§ PROVIDED TEXT
Afraid to reveal their identities or any details of their story, Mom will say only that she is a women’s rights activist, that they’ve been living as refugees in Kenya for a while, and that they need to flee because of a “security problem.” They paid an agent to get them over. (They would not disclose the price, but a 22-year-old Somali woman who took the taxi ride the next day—with only the colorful dress on her back, no documents or luggage—said arranging her passage cost $3000; a Sri Lankan woman, an English teacher back home, said her agent charged $20,000.) The Sudanese family flew into JFK, breezed by the passport check with tourist visas the agent helped procure, and, following his instructions, boarded a bus for Buffalo and, upon arrival, phoned Vive.

When the new rule goes into effect, only a few thousand who meet special conditions will be allowed to plead their case in Canada. Others will try, instead, to cross clandestinely and take advantage of a law that allows those on Canadian soil to make an “inland” claim for “protected status.” So, as Vive’s executive director, Christopher Owens, sees it, the “Smart Border” accord “will encourage illegal entry, increase the influence of smugglers, make the border less secure, and endanger refugees’ lives.”

At public hearings on the accord in Washington on August 1, U.S. officials admitted as much. The U.S. doesn’t expect all 15,000 of the migrants now making their way via the U.S. to Canada to end up rejected and turned over to the INS. Joseph Langlois of the INS asylum division said that several thousand won’t even try to go to Canada or will find a way to get there without passing through the U.S. Several thousand others will be welcomed into Canada by meeting the exceptions allowed in the agreement. And the rest, said Langlois, “will enter Canada illegally.”

Says Owens, “I was dumbfounded when he said they expected three or four thousand people would cross the border illegally. To hear an INS person shrugging that off as Canada’s problem—that just knocked me out.”

§ TASK BRIEF
Resume the article about asylum seekers heading from the U.S. into Canada, writing on from its final sentence in the same reporting style.

§ AVAILABLE DATA
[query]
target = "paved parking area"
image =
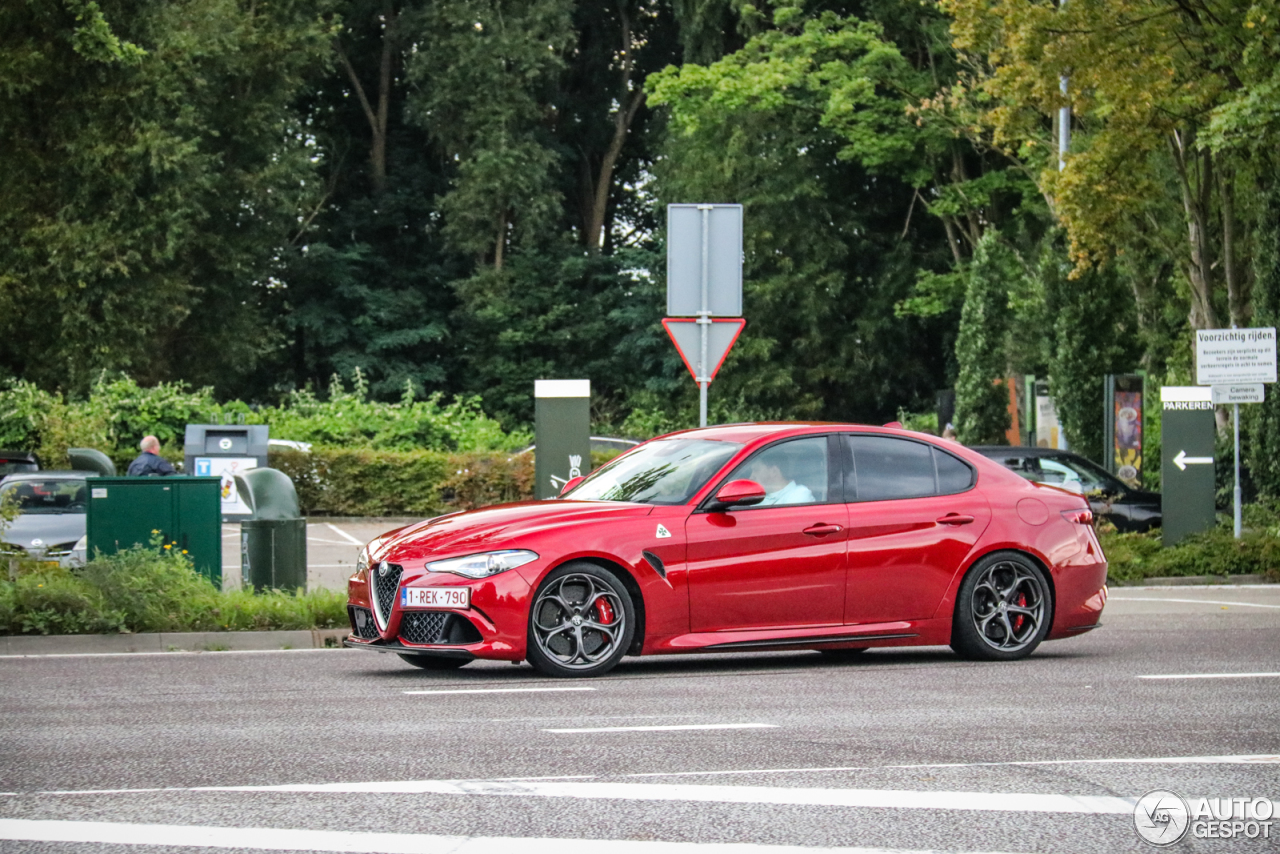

§ THE REPLY
The Canadian-U.S. border stretches 4000 miles—twice as long as the Mexican border. Massive freight traffic pours across all along this border with America’s biggest trading partner, but most of the human migration—legal and otherwise—takes place east of the Great Lakes, undoubtedly because migrants expect they can blend in and find jobs in big cities like Toronto and New York. Few people try to sneak over at unofficial crossings in either direction, according to Ed Duda, deputy chief of the Border Patrol’s Buffalo Sector, which counted 65 heading for the U.S. last year. “We’re not exactly being overrun,” says Duda.

Could the safe-third-country rule change that? “I can’t give my opinion on the agreement,” Duda demurs, “but from experience I think we can assume that people who think they will be rejected going the official route will find another way to get into Canada.” And they’ll try the only way they can in an area that is all water boundary: by crossing the river. Duda doesn’t recommend it. Though the Niagara is only half a mile wide—it takes 15 or 20 minutes to paddle across in a rowboat—the current rushing from Niagara Falls is so strong that when Border Patrol does find a body in the river, “the coroner can have trouble identifying who it is. They can be stripped of their clothing and—excuse me for being gory—even their body parts. Sometimes you can’t even recognize that it’s a body part until you get real close to it.”

But like the estimated 300 people who died last year in overheated trucks, or on long, parched walks coming up from Mexico, those desperate to get into Canada are likely to risk it—even though they’re entering from the U.S., a “safe third country.”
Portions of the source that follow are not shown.